ASSIGNMENT:
Each entry below must appear in the output exactly as written.

[Referring expression pointing data]
===

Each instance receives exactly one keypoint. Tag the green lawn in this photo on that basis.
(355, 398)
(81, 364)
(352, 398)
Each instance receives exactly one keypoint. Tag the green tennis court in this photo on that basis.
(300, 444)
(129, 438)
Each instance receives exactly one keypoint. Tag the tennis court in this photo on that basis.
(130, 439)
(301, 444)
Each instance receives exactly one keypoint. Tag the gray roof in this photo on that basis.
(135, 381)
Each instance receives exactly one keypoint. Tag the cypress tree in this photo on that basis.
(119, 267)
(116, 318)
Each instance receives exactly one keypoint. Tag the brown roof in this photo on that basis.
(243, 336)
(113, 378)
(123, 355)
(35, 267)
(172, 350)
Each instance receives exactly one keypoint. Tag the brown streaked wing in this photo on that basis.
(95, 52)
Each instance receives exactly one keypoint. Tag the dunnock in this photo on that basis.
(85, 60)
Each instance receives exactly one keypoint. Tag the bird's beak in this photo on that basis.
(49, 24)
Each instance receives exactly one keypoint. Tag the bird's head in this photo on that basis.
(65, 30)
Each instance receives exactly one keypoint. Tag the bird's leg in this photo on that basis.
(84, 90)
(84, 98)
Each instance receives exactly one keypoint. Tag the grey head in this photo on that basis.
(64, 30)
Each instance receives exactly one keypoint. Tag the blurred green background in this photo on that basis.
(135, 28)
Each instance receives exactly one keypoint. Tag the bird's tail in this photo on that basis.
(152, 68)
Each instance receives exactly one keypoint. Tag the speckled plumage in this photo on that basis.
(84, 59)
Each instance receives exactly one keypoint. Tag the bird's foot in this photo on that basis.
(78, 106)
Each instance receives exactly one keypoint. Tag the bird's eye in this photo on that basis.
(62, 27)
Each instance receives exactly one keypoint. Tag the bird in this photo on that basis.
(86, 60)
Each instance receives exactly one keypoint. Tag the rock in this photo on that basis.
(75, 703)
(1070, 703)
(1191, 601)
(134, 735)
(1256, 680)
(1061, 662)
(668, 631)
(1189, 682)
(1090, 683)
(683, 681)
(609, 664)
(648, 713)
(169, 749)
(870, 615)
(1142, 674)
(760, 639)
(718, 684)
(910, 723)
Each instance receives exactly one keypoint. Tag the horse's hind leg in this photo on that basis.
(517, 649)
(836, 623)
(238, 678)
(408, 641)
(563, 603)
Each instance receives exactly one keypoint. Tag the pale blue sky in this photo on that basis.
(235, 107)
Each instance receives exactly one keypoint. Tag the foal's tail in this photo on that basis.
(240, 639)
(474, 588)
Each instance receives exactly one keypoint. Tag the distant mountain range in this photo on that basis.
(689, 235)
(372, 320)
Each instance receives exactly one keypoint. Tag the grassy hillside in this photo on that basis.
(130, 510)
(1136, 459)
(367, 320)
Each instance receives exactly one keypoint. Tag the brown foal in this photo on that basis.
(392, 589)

===

REPLY TO THE EXERCISE:
Each instance receives exactly one keypoint. Tag the green lawn in this photo on that basis.
(355, 398)
(81, 364)
(352, 398)
Each instance receives exactly one keypoint. Tag the green tennis court in this photo on that basis.
(300, 444)
(129, 438)
Each instance receives exactly one keypoint. Tag the tennis court in this photo on that basis.
(130, 439)
(301, 444)
Each instance receives exactly one keypoint. Tag the gray roof in this photo on that basis.
(135, 381)
Each instance receives exactly one keypoint. Tag the cypress tree in this photo on that basis.
(119, 267)
(116, 318)
Each instance receives exactly one keypoint. Tag the brown roof in this photo on that basis.
(243, 336)
(113, 378)
(123, 355)
(35, 267)
(172, 350)
Each instance receives exactly one keypoint. Tag the brown streaked wing in this photo on that basis.
(95, 52)
Each instance receives exactly one keypoint. Tag the dunnock in this photo on that basis.
(85, 60)
Each instance receives exactly one keypoint. Tag the bird's beak in this photo on that basis.
(49, 24)
Each instance receives exactly one keypoint. Tag the bird's head in this photo on that basis.
(65, 30)
Each instance receives exactly one keypoint. Tag the bird's leg in this photo on that basis.
(84, 90)
(84, 98)
Each instance receives exactly one keypoint. Tag the grey head in this photo on that basis.
(64, 30)
Each instance receives exactly one keypoint. Tag the blurred green background in this photo on that basis.
(135, 28)
Each instance receives exactly one keypoint. Tag the bird's tail in this photo on that basis.
(152, 68)
Each instance receives exactly one keypoint. Tag the speckled plumage in this photo on that basis.
(84, 59)
Each instance receives exactly one keypoint. Tag the bird's foot in this photo on that basis.
(78, 106)
Each instance receives exactly one keypoint. Tag the bird's eye in this photo on that basis.
(62, 27)
Each instance receives exactly one keypoint. Tag the bird in this photo on that basis.
(86, 60)
Each instance receives exactly one keypoint. Tag the rock in this photo on that basis.
(75, 703)
(1070, 703)
(1191, 601)
(134, 735)
(1256, 680)
(1061, 662)
(668, 631)
(1189, 682)
(1090, 683)
(683, 681)
(609, 664)
(648, 713)
(169, 749)
(870, 615)
(1142, 674)
(760, 639)
(718, 684)
(910, 723)
Each instance receives exactly one keypoint. Tag the horse's hind leg in this photo on that basis.
(517, 649)
(836, 623)
(238, 678)
(408, 641)
(563, 603)
Each instance receives exactly one keypoint. Tag the pale blue sky in this photo on that basis.
(235, 107)
Each instance receives exactly one keypoint. Tag the foal's tail in this photo on that basis.
(240, 639)
(474, 588)
Each instance receives exactly one keypoint. Tag the distant mountain range in this photo on that basis.
(689, 235)
(372, 320)
Each instance receives exactly one keypoint. Tag the grassy hillside in this photo on that basis.
(130, 510)
(1136, 459)
(367, 320)
Each instance receives exactly one keypoint. Tag the brown foal in this photo on that basis.
(392, 589)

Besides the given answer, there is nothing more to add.